# Instrucciones y requisitos:
¿Puedes reproducir sin ningún cambio las líneas de los datos de abajo, empezando en la que contiene "[spot] the red" y terminando al final de los datos, ambos extremos incluidos?

# Material del ejercicio:

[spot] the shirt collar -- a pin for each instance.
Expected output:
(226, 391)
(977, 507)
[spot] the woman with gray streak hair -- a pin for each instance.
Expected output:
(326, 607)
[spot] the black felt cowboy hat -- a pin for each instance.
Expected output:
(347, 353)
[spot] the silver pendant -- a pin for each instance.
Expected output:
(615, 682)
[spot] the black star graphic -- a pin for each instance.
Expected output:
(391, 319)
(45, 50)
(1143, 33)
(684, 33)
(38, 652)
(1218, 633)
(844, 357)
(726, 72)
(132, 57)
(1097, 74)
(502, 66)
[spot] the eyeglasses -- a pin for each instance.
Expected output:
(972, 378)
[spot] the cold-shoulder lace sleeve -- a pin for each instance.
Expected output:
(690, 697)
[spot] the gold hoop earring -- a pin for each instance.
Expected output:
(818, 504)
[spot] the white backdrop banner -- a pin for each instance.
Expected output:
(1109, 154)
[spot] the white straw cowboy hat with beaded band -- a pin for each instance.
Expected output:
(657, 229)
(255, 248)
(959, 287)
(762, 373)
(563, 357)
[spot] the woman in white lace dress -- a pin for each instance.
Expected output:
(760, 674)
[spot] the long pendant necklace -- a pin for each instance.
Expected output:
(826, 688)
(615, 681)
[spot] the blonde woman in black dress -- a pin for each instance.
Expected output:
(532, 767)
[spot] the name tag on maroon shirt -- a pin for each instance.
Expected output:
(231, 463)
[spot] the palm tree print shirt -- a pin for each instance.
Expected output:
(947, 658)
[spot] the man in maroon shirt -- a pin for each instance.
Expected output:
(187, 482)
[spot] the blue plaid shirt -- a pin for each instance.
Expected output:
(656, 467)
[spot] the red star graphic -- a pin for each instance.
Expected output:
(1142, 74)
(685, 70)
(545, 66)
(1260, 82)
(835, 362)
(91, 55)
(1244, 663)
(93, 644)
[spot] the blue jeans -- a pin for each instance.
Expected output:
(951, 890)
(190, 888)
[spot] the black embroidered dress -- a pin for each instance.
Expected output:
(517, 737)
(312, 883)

# Respuesta al ejercicio:
[spot] the red star graphic -- a pin for each instance.
Expected output:
(1142, 74)
(685, 70)
(545, 66)
(1260, 82)
(835, 362)
(91, 55)
(1244, 663)
(93, 644)
[spot] the blue jeans -- a pin for each instance.
Expected output:
(951, 890)
(190, 888)
[spot] the black embroidered dress -- a pin for each instance.
Expected output:
(517, 737)
(312, 883)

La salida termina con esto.